» Short exercise
Locate each line in the material below that contains the word "tree", and copy every such line.

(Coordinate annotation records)
-------------------------
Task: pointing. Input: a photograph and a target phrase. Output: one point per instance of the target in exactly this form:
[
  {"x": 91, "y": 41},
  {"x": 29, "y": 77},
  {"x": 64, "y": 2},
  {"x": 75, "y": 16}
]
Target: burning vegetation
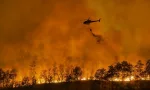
[{"x": 120, "y": 71}]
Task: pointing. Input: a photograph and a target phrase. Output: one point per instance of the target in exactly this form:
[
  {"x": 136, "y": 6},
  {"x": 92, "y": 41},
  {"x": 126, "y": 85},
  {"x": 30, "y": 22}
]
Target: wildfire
[{"x": 83, "y": 79}]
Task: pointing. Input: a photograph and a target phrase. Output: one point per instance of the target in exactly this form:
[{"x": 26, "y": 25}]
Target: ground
[{"x": 90, "y": 85}]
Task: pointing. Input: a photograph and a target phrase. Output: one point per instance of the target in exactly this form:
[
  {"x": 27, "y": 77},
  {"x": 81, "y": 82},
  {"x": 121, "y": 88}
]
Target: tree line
[{"x": 60, "y": 73}]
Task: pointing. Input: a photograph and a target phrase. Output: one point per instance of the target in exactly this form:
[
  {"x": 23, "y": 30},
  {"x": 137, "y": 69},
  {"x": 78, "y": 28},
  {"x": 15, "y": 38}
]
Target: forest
[{"x": 118, "y": 72}]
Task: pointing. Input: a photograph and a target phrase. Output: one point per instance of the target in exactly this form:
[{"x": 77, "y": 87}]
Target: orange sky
[{"x": 52, "y": 31}]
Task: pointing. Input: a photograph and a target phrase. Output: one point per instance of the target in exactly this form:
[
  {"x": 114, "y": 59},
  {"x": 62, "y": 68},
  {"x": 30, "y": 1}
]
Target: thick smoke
[
  {"x": 51, "y": 31},
  {"x": 125, "y": 23}
]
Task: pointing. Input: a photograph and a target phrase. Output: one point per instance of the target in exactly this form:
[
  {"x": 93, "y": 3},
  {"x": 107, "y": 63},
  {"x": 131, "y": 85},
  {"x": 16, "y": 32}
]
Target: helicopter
[{"x": 87, "y": 22}]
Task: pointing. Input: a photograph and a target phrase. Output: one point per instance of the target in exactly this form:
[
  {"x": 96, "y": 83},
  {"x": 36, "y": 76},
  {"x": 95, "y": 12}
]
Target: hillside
[{"x": 90, "y": 85}]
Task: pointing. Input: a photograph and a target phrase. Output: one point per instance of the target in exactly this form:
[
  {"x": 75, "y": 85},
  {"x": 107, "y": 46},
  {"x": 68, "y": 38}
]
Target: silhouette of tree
[
  {"x": 25, "y": 81},
  {"x": 62, "y": 71},
  {"x": 147, "y": 69},
  {"x": 69, "y": 78},
  {"x": 2, "y": 76},
  {"x": 77, "y": 72},
  {"x": 49, "y": 77},
  {"x": 100, "y": 73},
  {"x": 139, "y": 69},
  {"x": 7, "y": 78},
  {"x": 44, "y": 75},
  {"x": 33, "y": 72},
  {"x": 126, "y": 69},
  {"x": 111, "y": 73},
  {"x": 13, "y": 75},
  {"x": 55, "y": 71}
]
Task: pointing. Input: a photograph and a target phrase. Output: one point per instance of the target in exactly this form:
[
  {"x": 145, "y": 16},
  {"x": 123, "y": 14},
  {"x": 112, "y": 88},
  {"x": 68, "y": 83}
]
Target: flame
[{"x": 83, "y": 79}]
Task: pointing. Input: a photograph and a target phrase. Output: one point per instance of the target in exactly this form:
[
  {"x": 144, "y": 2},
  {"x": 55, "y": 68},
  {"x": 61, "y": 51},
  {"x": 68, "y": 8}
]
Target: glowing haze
[{"x": 51, "y": 31}]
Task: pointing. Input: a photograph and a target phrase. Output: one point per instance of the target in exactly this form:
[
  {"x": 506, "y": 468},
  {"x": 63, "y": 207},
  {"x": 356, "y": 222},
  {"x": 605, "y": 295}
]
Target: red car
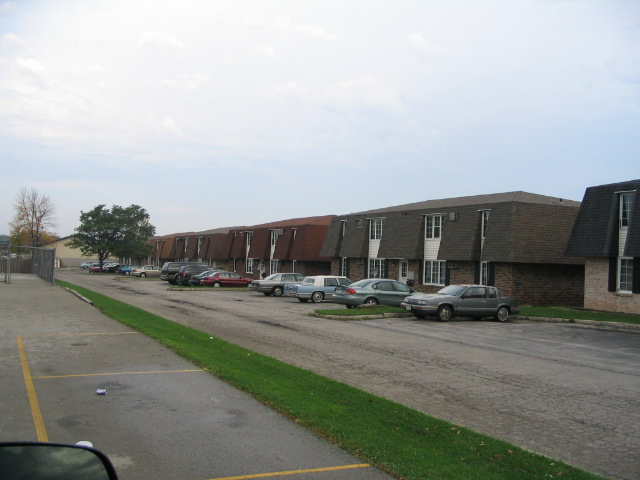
[{"x": 225, "y": 279}]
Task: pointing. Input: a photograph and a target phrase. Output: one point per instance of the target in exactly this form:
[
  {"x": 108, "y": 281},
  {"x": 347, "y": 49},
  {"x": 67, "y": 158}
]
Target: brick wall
[{"x": 596, "y": 294}]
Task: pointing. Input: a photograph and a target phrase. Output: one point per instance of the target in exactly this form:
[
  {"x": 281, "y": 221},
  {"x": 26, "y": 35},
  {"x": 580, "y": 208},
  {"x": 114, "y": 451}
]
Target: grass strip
[
  {"x": 404, "y": 442},
  {"x": 570, "y": 313}
]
-------------------------
» Result of the task
Target: tree line
Target: silhouette of tree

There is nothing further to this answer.